▸ **SUPPLIED DATA**
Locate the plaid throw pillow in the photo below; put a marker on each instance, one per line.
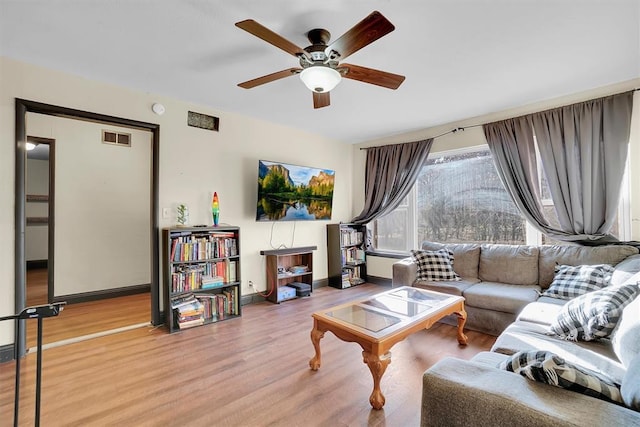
(549, 368)
(594, 315)
(435, 266)
(572, 281)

▸ **DIRECTIONS FOR THIS TASK**
Could you express the lines above as a JSON list of strings, one string per line, with blank lines skipped? Leave the picture out.

▸ **EXERCISE ANSWER**
[
  "Locate the plaid throw pillow in the photo below; put a marker on each instance, one per line.",
  "(549, 368)",
  "(594, 315)",
  "(435, 266)",
  "(572, 281)"
]